Segmentation dataset excerpts
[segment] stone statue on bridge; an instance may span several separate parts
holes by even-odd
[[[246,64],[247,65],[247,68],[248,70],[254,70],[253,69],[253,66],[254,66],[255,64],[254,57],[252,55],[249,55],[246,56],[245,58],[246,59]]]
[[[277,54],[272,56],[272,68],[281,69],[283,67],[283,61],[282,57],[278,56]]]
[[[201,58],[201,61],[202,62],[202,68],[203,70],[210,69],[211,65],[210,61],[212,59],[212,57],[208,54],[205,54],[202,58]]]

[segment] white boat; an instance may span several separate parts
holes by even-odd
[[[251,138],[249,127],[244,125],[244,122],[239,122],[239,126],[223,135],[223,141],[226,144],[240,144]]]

» **DO THIS**
Copy out every line of the records above word for word.

» **RESPONSE TO THE TASK**
[segment] stone statue on bridge; an instance may span several separate parts
holes by even-odd
[[[246,64],[247,65],[247,68],[248,70],[254,70],[253,69],[253,66],[254,66],[255,64],[254,57],[252,55],[249,55],[246,56],[245,58],[246,59]]]
[[[277,54],[272,56],[272,68],[281,69],[283,67],[283,61],[282,57],[278,56]]]
[[[201,58],[201,61],[202,62],[202,68],[203,70],[210,69],[211,65],[210,61],[212,59],[212,57],[208,54],[205,54],[202,58]]]

[segment] white boat; an instance may span several separate parts
holes by even-odd
[[[251,138],[249,127],[244,125],[244,122],[239,122],[239,126],[223,135],[223,141],[226,144],[240,144]]]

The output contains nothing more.